## Start EXTRACTED DATA

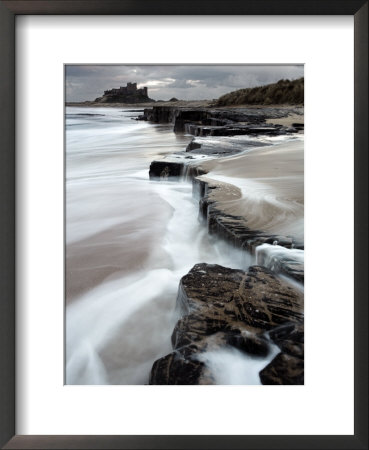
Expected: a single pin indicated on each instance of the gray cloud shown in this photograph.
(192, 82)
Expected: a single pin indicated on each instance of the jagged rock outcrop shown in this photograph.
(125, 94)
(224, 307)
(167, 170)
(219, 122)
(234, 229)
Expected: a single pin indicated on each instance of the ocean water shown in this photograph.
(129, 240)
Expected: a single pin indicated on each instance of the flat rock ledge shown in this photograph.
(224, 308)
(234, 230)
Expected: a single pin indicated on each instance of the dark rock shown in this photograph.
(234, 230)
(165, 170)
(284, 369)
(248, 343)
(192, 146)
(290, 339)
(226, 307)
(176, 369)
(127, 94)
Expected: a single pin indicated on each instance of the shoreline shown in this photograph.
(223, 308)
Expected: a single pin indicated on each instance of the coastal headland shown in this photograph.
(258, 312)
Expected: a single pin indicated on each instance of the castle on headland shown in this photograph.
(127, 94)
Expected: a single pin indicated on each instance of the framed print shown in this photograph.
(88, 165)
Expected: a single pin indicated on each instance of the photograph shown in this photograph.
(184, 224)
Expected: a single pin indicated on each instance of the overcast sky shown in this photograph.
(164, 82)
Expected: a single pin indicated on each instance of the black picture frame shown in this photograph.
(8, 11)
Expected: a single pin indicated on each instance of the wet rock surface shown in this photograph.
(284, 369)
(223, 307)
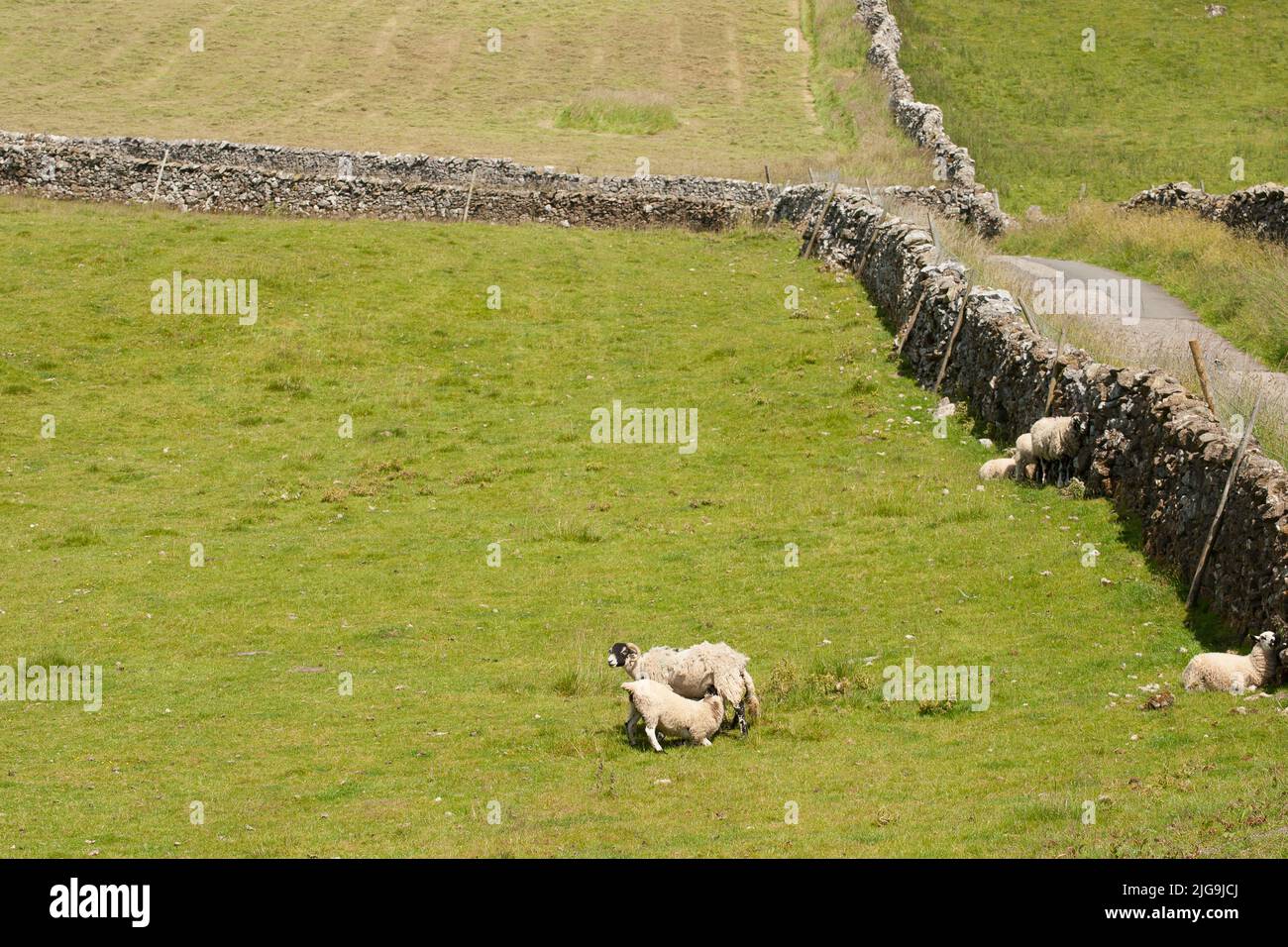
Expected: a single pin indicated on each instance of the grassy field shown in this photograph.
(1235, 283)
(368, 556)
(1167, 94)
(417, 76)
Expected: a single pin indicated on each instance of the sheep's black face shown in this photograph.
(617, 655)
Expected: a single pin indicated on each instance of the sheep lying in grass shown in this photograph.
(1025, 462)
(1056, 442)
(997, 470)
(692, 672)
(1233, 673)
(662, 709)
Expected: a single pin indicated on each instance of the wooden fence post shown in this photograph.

## End EXTRACTED DATA

AIM ->
Copy the material above line for line, leaving the pictures out of your copy.

EXPECTED ANSWER ->
Expected: a single pin indicated on each instance of the gray cloud shown in this photograph.
(192, 82)
Expected: a single pin indicated on each instance of the jagged rock outcrop shown in this photograph.
(125, 94)
(224, 307)
(167, 170)
(219, 122)
(234, 229)
Expected: a single pin indicated on each instance of the ocean water shown in this photograph.
(129, 240)
Expected: a single pin indicated on each instance of the flat rock ledge shown in this photograph.
(224, 308)
(234, 230)
Expected: a single pin indicated on each instance of the dark rock shown in this photograph.
(234, 230)
(165, 170)
(284, 369)
(248, 343)
(192, 146)
(290, 339)
(226, 307)
(176, 369)
(127, 94)
Expected: a single pin indicated on each instance of the shoreline shown in this photograph.
(223, 308)
Expected: a single pin indicated on each instance of the coastal headland shown in this photograph.
(258, 312)
Expected: a single pin indicated on each instance of the castle on headland shown in this photograph.
(127, 94)
Expected: a single pin indicated on each instance of the framed print shown in this photograph.
(88, 165)
Expected: a single pin indicated on each instance of the photograph shown in this photograph.
(184, 224)
Expected: a single pin indicated on each instance of the overcast sky shown in this photograph.
(164, 82)
Expected: a single pin indicated on each instance of the black picture frame shown in this photograph.
(8, 11)
Expected: a single pin indicated on each instance of the wet rock surface shown in this photograph.
(284, 369)
(223, 307)
Expected: a single pin indicated on each instance of the grassy field shown in this photograph.
(1235, 283)
(368, 556)
(1167, 94)
(417, 76)
Expected: a single pin indicated on each instance of the sheep's black face shown in this photograph.
(617, 655)
Expected: a single pin indicated on each instance of the sheep lying in grass shown in this photograph.
(1025, 462)
(1056, 442)
(997, 470)
(692, 672)
(1233, 673)
(662, 709)
Expected: a single pin indicated on each instance of the wooden fence post shown in this photograph.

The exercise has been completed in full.